### WRITTEN TASK:
Update the lines from the first one through the line that contains "(1008, 428)", inclusive, by replacing "white football sock" with "white soccer sock" and leaving everything else as it is.
begin RAW RECORDS
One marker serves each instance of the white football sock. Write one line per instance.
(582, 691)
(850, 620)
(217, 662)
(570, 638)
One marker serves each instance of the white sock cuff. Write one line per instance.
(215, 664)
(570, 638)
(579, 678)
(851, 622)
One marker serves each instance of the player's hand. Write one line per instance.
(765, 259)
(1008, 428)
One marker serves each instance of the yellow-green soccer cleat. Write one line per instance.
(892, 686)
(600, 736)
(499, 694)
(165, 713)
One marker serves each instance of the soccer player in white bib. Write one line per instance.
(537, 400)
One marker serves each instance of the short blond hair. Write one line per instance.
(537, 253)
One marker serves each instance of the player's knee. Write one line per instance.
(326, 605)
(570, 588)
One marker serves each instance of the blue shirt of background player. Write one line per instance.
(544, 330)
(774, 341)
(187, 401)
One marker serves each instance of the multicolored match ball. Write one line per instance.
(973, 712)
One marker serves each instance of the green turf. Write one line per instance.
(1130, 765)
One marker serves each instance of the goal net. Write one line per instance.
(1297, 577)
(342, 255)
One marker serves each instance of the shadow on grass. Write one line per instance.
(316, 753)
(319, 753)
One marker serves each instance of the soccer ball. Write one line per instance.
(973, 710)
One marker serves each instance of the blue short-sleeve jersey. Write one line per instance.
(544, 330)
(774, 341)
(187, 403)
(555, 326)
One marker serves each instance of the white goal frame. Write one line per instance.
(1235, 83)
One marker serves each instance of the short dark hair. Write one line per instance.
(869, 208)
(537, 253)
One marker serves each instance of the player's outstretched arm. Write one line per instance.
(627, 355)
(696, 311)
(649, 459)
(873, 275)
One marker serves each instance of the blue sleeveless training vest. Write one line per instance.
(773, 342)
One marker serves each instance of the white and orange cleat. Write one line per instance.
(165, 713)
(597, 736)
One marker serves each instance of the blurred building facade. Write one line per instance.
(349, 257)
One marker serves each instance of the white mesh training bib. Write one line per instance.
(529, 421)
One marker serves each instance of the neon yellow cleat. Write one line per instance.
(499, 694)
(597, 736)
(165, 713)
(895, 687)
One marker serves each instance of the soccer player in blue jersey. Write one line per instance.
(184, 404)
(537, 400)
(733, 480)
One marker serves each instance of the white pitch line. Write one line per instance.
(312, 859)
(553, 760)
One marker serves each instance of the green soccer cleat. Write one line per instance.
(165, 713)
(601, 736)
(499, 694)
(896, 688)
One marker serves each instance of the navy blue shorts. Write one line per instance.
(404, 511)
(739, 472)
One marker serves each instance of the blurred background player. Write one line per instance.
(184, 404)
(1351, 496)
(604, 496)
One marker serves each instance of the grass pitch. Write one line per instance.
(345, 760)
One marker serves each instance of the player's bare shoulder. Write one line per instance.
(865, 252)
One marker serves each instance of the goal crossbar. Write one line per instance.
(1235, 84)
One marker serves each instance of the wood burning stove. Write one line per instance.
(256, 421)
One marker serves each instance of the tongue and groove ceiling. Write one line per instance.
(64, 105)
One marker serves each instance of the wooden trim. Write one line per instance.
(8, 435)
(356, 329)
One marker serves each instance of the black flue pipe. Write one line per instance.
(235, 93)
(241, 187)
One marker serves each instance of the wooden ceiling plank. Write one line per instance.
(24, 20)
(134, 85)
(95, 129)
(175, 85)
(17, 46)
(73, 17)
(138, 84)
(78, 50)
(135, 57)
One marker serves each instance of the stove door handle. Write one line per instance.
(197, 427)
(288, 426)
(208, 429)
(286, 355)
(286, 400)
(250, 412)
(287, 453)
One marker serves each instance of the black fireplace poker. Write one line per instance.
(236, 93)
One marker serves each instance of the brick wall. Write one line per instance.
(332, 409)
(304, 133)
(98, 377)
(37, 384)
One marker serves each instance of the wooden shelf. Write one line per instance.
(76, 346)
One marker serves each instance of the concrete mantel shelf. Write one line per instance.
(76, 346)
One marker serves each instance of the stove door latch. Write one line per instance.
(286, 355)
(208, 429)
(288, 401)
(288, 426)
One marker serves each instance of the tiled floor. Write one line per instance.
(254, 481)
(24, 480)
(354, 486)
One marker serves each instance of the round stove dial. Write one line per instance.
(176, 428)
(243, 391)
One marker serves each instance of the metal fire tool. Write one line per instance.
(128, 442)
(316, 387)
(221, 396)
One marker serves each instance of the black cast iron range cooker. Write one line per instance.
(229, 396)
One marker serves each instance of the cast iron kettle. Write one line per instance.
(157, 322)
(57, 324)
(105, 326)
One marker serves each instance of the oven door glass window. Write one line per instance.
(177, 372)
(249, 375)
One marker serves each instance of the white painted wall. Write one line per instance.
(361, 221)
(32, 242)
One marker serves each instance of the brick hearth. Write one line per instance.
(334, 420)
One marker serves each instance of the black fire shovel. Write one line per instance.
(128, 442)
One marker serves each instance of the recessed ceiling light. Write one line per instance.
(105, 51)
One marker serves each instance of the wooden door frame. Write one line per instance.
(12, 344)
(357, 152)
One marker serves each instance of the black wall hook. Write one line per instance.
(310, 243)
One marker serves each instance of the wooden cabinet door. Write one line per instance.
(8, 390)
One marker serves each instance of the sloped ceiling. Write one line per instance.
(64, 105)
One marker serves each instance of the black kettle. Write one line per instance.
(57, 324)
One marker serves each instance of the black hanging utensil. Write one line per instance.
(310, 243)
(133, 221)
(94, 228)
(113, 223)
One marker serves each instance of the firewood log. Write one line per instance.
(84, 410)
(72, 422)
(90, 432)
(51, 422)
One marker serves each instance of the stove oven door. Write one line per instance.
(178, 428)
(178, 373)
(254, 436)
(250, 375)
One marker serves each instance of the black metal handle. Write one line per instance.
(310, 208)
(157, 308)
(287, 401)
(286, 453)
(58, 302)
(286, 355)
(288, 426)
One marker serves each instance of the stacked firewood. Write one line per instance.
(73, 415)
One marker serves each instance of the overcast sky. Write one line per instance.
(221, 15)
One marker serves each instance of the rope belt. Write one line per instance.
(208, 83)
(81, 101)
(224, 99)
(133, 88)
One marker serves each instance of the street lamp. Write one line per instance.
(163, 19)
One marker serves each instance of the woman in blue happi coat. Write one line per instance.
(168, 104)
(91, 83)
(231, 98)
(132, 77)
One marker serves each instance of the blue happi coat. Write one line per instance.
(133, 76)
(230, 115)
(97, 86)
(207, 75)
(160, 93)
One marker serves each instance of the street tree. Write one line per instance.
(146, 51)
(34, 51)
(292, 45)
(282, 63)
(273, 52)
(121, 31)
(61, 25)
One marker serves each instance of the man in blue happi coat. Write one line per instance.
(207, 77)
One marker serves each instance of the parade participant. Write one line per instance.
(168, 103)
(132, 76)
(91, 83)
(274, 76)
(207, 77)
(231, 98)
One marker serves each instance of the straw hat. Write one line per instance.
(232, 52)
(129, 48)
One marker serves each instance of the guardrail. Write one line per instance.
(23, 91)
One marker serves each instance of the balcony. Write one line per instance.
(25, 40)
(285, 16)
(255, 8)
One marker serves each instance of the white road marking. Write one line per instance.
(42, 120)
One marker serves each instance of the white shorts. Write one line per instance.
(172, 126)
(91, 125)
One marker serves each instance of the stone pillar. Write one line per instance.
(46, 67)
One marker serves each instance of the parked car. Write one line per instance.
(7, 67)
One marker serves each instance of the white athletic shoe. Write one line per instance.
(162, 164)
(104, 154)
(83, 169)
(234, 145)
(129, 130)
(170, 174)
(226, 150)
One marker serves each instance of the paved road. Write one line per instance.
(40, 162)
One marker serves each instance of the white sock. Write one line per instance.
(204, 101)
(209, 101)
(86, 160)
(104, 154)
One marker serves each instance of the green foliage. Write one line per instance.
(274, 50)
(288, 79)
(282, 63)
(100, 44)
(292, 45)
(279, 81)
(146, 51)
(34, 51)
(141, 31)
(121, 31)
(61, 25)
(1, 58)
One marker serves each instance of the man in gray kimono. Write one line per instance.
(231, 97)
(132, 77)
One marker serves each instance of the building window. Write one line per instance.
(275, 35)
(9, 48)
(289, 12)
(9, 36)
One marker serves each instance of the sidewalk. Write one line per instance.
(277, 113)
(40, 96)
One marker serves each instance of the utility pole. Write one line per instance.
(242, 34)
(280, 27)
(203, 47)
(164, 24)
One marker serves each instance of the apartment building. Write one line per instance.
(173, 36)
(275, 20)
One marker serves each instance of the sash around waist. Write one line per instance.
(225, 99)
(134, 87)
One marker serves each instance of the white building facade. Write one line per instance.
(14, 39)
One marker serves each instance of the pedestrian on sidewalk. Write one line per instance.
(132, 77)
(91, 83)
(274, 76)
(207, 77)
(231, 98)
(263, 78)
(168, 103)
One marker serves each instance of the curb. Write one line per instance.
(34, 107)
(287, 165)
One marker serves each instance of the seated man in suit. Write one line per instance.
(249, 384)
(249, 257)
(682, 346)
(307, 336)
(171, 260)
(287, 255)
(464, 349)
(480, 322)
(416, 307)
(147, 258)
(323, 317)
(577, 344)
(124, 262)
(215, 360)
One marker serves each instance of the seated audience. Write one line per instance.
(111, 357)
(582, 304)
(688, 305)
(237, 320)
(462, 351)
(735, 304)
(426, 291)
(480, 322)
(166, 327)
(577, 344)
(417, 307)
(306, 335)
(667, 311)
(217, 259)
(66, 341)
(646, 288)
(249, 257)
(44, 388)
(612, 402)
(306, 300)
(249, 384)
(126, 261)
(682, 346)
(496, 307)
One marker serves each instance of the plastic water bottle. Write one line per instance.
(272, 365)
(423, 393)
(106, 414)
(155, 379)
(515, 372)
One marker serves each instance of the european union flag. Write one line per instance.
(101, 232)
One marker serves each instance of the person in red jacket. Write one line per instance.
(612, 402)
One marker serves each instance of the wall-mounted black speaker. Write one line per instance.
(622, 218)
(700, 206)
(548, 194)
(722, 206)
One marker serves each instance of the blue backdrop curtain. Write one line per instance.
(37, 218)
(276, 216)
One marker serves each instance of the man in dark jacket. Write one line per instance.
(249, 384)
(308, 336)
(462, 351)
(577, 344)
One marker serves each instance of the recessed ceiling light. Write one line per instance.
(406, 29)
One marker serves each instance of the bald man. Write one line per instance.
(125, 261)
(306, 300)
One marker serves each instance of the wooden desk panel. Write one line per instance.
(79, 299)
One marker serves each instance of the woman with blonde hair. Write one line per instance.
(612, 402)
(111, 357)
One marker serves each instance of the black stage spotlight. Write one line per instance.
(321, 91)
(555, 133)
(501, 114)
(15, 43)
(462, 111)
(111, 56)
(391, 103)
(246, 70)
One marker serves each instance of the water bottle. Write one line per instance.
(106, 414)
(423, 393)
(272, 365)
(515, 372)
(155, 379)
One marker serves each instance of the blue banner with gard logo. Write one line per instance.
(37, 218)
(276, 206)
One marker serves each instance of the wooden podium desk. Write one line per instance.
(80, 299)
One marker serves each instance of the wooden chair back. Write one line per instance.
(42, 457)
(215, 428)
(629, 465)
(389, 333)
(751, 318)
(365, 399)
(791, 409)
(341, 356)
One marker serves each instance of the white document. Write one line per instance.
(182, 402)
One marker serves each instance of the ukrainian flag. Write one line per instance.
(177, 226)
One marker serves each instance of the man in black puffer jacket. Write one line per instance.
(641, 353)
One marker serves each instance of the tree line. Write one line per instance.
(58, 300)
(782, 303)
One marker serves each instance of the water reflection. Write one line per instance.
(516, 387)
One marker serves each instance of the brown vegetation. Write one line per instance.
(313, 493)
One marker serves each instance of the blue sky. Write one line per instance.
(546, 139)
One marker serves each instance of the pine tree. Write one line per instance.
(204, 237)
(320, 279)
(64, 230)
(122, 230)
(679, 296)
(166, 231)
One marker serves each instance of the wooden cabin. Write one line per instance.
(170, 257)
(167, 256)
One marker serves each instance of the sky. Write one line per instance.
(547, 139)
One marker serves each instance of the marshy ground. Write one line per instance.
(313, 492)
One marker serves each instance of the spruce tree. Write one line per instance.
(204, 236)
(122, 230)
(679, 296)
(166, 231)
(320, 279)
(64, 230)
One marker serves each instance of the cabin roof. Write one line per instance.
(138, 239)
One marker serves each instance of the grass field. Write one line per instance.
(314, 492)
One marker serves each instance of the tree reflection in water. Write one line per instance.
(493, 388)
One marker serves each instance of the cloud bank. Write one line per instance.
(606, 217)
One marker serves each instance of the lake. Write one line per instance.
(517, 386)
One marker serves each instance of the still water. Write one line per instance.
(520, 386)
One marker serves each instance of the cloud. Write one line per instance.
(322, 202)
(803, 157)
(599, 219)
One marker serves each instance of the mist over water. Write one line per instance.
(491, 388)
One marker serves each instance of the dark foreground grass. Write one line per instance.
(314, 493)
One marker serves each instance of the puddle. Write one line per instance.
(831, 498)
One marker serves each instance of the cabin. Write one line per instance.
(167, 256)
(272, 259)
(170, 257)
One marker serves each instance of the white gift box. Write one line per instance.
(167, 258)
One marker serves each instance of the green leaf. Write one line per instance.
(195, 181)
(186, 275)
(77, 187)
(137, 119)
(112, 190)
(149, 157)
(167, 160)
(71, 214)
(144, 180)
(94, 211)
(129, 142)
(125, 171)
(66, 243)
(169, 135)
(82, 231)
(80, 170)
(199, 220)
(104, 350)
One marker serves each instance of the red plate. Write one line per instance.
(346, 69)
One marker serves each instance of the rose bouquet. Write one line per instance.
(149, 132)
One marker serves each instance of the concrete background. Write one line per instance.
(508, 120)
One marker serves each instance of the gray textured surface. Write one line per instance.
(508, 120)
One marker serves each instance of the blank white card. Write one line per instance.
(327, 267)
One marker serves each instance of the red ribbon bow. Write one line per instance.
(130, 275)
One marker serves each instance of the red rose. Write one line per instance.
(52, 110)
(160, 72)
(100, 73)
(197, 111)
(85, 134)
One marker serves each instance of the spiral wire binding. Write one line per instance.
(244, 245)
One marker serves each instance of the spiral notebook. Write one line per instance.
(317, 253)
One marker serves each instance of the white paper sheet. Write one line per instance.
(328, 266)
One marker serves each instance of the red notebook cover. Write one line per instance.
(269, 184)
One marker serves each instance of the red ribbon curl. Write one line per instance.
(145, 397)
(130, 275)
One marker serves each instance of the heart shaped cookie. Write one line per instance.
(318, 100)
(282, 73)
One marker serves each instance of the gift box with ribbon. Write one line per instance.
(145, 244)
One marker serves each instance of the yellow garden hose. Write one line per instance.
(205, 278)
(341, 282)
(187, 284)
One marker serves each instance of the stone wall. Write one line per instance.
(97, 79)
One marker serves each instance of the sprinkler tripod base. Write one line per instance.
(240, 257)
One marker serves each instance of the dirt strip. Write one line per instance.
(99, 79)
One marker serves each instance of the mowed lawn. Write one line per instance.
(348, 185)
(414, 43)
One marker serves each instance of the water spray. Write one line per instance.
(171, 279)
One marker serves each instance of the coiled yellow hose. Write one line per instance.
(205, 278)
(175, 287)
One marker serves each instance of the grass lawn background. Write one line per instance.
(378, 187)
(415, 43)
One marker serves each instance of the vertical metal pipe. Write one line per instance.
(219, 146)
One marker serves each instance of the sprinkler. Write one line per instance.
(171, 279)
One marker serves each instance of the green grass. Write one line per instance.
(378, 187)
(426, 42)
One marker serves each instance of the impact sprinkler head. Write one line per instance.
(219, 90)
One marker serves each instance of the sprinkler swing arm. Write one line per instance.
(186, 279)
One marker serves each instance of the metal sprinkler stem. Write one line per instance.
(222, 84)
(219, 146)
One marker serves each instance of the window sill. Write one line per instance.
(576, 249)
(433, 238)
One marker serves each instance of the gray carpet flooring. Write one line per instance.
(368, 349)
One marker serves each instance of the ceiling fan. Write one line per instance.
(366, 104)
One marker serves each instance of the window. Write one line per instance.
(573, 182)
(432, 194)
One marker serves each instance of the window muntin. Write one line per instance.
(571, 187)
end RAW RECORDS
### WRITTEN RESPONSE:
One marker serves each instance of the white soccer sock. Write one line per instance.
(582, 691)
(850, 620)
(217, 662)
(570, 638)
One marker serves each instance of the white sock cuff. Write one line per instance.
(215, 664)
(570, 638)
(579, 678)
(851, 622)
One marker serves each instance of the player's hand. Write one line per instance.
(765, 259)
(1008, 428)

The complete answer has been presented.